Work order =>
From the memorial tribute below, return the passage word for word that opens with the words containing "Death is such" and closes with "mortality is certain.".
##### Reading passage #####
A loving tribute from your son Wole

1996 January 01

Created by Funto 3 years ago

My Aunty Labs

Death is such a final phenomenon. We get all sorts of euphemisms about how we’d see our loved one again at the feet of Jesus and how it is goodnight and not goodbye and how we will see again in the ‘morning’. The finality of death is not diminished by any spin we try to give it. It is simple really. You just will not see, hold or laugh with the deceased again, at least not in human form. Simple.

I am fully aware that we are spiritual beings that have assumed human bodies as vehicles for an earthly journey and that at some point, now or later, that journey will end and we will be required to alight from these vehicles of flesh and blood. I am all too aware of this. Our mortality is certain.
##### Information supplied #####
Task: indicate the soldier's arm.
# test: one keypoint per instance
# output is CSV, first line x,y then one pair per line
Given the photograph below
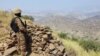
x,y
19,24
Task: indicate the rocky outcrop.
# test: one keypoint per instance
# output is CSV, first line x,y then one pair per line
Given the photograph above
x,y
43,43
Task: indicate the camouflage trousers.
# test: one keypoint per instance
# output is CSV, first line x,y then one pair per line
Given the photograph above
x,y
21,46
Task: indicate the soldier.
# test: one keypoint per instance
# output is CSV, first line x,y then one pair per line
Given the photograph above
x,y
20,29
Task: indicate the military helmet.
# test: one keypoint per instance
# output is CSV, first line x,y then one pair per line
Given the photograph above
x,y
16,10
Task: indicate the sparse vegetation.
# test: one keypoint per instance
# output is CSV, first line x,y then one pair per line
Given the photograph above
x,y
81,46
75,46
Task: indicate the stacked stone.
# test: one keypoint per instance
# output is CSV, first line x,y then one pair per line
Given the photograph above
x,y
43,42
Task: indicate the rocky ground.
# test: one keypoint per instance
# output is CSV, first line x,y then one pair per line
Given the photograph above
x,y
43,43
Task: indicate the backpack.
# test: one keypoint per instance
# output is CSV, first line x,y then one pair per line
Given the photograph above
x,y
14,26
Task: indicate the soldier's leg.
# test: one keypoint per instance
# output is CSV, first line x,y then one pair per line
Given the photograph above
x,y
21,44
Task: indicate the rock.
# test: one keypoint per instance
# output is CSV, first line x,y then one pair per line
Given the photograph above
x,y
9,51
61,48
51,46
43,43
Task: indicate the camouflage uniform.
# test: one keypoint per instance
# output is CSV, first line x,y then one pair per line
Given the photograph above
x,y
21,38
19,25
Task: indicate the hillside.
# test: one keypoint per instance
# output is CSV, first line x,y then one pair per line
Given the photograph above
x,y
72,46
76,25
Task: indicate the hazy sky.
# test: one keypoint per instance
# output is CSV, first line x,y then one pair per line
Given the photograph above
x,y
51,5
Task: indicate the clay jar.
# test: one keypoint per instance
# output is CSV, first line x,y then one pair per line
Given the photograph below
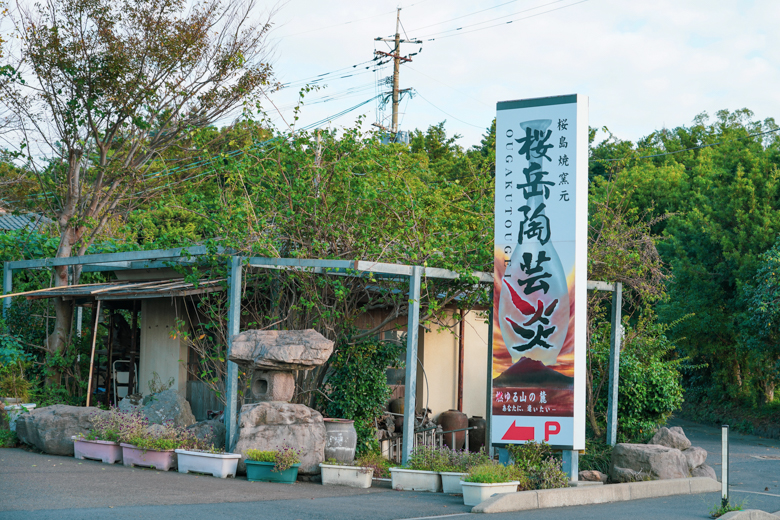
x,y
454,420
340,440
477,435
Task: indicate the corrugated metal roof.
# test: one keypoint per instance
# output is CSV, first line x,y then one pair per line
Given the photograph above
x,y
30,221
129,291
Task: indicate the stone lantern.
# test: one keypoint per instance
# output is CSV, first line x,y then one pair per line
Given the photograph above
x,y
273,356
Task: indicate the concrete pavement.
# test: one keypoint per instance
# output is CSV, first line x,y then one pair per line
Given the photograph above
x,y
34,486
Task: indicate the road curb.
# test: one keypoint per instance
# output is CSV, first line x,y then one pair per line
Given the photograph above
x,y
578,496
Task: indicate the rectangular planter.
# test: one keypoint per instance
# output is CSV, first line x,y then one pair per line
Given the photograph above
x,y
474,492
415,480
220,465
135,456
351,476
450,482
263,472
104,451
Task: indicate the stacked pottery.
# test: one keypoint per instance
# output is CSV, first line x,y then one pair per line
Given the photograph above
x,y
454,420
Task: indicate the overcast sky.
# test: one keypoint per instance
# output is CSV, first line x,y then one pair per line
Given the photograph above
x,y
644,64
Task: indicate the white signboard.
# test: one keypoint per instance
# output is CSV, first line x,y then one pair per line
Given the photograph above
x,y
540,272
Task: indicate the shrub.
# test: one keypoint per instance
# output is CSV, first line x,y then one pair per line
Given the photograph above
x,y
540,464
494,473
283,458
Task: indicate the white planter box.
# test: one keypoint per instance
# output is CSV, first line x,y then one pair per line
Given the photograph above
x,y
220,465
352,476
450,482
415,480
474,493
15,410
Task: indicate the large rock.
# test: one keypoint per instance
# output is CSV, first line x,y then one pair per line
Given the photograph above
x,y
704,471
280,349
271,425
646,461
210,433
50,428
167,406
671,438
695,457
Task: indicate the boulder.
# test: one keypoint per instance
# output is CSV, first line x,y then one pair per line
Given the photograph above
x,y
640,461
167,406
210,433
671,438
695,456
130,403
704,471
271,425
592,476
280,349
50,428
#####
##### Information supplied #####
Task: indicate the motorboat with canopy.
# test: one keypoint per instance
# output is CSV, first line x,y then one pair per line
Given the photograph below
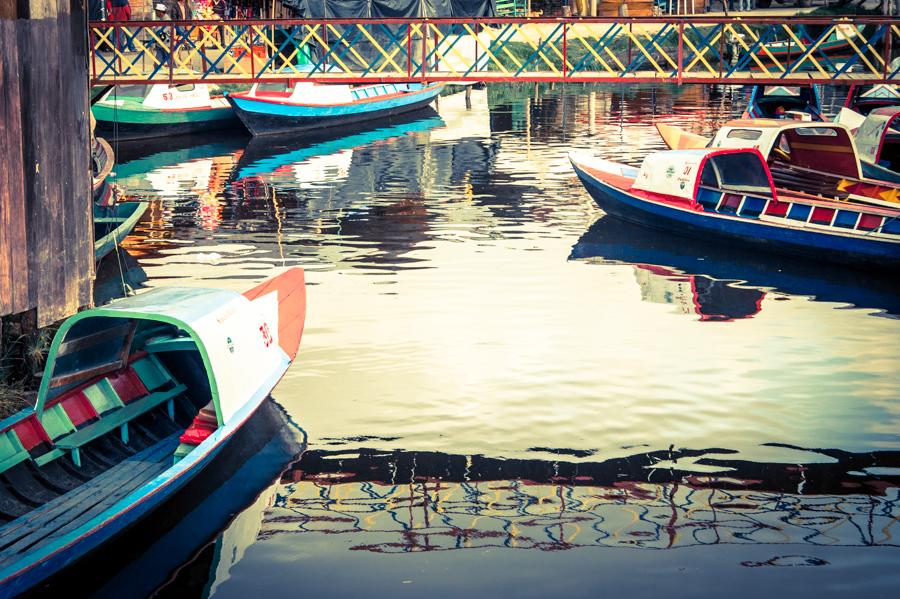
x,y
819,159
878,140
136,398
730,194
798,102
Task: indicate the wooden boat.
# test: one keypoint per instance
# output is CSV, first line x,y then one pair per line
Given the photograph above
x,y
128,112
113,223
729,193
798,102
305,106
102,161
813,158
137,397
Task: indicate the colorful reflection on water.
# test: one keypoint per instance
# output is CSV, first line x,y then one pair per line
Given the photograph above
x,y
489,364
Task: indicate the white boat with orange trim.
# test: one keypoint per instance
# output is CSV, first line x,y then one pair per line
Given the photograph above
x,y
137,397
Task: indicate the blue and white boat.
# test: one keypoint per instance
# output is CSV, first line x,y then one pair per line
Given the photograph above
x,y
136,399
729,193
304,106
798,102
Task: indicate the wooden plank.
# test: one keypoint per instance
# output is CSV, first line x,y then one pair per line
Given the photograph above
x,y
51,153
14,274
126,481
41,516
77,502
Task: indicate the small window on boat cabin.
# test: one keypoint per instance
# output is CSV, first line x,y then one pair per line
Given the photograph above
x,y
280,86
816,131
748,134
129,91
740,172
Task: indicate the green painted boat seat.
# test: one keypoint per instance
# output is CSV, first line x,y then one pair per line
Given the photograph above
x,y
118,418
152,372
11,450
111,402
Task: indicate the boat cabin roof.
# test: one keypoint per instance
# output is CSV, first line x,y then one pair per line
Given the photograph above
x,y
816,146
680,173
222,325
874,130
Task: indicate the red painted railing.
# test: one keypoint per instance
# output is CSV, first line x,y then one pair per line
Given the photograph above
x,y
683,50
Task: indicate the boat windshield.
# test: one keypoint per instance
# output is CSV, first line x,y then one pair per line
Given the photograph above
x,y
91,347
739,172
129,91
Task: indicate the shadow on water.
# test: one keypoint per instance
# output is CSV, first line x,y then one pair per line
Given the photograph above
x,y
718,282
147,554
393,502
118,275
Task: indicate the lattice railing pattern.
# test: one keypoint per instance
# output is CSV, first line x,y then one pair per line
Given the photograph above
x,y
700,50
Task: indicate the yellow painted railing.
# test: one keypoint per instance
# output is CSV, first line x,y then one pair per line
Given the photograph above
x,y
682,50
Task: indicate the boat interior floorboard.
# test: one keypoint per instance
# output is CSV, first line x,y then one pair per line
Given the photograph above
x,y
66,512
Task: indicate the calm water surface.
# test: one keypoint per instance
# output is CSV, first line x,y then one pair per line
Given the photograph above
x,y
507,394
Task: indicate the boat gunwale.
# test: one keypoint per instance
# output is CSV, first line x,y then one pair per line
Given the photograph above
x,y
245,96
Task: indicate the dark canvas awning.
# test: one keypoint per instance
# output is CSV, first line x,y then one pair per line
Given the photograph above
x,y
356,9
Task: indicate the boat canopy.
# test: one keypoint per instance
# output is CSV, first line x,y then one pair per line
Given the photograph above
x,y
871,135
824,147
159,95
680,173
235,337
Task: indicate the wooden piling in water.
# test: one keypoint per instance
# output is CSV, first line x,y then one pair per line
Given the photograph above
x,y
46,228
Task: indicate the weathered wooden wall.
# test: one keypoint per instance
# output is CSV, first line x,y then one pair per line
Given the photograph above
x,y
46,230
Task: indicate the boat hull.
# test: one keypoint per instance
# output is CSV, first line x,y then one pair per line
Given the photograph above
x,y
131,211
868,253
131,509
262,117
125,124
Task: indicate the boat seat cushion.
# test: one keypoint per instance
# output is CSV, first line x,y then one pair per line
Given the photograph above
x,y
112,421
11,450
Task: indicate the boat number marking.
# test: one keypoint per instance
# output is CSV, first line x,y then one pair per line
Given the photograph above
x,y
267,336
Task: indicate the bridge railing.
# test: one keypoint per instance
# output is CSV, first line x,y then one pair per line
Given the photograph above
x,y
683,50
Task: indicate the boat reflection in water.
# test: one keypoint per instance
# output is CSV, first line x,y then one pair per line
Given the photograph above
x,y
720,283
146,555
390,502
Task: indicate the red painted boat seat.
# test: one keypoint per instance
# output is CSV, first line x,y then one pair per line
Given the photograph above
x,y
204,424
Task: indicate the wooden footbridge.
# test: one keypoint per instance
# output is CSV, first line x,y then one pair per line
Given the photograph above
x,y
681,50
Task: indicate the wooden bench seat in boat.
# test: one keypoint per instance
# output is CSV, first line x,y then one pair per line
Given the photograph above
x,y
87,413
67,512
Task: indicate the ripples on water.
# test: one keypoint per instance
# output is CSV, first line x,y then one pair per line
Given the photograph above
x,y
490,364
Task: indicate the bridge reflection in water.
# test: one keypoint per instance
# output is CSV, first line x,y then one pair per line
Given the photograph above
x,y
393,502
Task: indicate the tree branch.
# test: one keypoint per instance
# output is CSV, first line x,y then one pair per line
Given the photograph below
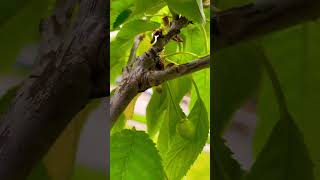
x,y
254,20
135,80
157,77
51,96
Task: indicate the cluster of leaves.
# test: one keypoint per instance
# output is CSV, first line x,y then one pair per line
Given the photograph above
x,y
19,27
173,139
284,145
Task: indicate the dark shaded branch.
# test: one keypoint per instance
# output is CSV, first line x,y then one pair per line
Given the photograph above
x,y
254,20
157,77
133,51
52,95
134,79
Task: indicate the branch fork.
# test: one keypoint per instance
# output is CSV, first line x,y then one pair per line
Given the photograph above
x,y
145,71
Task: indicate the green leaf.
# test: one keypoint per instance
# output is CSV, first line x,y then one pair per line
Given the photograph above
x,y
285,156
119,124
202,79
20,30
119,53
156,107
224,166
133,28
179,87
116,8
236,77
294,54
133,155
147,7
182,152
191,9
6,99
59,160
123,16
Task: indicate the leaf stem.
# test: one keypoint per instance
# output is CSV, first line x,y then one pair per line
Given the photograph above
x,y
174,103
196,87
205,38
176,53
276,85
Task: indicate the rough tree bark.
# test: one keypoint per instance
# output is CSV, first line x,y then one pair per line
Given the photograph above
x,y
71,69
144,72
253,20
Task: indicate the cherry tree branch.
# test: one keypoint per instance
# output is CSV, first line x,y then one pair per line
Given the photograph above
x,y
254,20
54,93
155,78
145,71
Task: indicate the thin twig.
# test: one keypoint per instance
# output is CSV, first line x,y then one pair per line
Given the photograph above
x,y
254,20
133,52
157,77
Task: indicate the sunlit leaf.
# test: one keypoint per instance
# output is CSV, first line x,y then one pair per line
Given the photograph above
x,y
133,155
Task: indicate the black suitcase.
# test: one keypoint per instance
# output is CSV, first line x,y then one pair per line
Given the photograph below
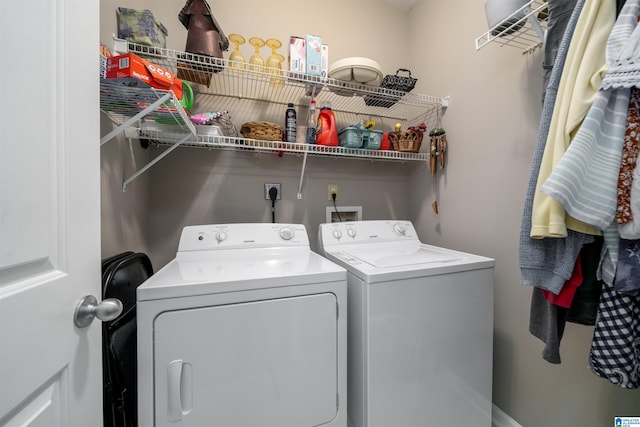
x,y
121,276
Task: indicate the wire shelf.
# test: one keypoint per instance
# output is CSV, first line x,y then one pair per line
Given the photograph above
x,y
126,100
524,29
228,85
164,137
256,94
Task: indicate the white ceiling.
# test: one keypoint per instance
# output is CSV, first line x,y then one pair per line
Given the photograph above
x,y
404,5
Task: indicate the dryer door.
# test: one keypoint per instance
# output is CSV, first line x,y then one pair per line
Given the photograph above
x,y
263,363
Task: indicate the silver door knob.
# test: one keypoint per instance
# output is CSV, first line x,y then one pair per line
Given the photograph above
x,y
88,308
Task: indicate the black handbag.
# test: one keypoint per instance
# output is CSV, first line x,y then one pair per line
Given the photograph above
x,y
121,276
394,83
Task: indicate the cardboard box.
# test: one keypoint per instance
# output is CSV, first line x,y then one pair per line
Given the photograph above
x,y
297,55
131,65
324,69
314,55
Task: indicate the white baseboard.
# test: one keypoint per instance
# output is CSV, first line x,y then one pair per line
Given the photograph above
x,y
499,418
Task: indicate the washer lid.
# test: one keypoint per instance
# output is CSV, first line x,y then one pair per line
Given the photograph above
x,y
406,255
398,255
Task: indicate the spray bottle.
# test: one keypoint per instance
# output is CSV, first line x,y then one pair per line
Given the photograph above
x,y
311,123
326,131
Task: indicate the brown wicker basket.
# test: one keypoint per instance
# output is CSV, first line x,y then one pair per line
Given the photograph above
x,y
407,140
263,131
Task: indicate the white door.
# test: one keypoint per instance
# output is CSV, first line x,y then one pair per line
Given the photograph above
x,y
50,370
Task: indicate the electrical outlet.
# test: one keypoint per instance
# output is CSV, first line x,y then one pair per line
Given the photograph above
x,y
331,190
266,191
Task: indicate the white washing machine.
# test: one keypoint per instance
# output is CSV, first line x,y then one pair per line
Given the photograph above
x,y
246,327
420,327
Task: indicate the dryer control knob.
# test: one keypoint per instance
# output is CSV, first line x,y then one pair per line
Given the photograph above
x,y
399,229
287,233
#####
Finished task =>
Death is such a final phenomenon. We get all sorts of euphemisms about how we’d see our loved one again at the feet of Jesus and how it is goodnight and not goodbye and how we will see again in the ‘morning’. The finality of death is not diminished by any spin we try to give it. It is simple really. You just will not see, hold or laugh with the deceased again, at least not in human form. Simple.

I am fully aware that we are spiritual beings that have assumed human bodies as vehicles for an earthly journey and that at some point, now or later, that journey will end and we will be required to alight from these vehicles of flesh and blood. I am all too aware of this. Our mortality is certain.